▶ [THE EXERCISE]: Turn the lines of every item below into a numbered list, skipping any blank lines. Leave the pictures out.

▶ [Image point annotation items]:
▬▬▬▬▬▬▬▬▬▬

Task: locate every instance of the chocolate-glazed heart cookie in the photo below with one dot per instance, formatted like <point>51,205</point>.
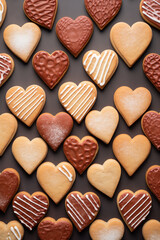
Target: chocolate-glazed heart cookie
<point>30,209</point>
<point>153,180</point>
<point>74,34</point>
<point>80,153</point>
<point>50,229</point>
<point>151,127</point>
<point>42,12</point>
<point>9,184</point>
<point>82,209</point>
<point>151,68</point>
<point>102,11</point>
<point>50,67</point>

▬▬▬▬▬▬▬▬▬▬

▶ [RESULT BELOW]:
1. Task: locate every instance of the chocolate-glazed heart cookie in the photo below with one dot per instance, formatted like <point>51,205</point>.
2. Target: chocolate-glazed heart cookie
3. <point>30,209</point>
4. <point>153,180</point>
5. <point>74,34</point>
6. <point>80,153</point>
7. <point>50,229</point>
8. <point>151,127</point>
9. <point>42,12</point>
10. <point>9,184</point>
11. <point>82,209</point>
12. <point>151,68</point>
13. <point>102,11</point>
14. <point>50,67</point>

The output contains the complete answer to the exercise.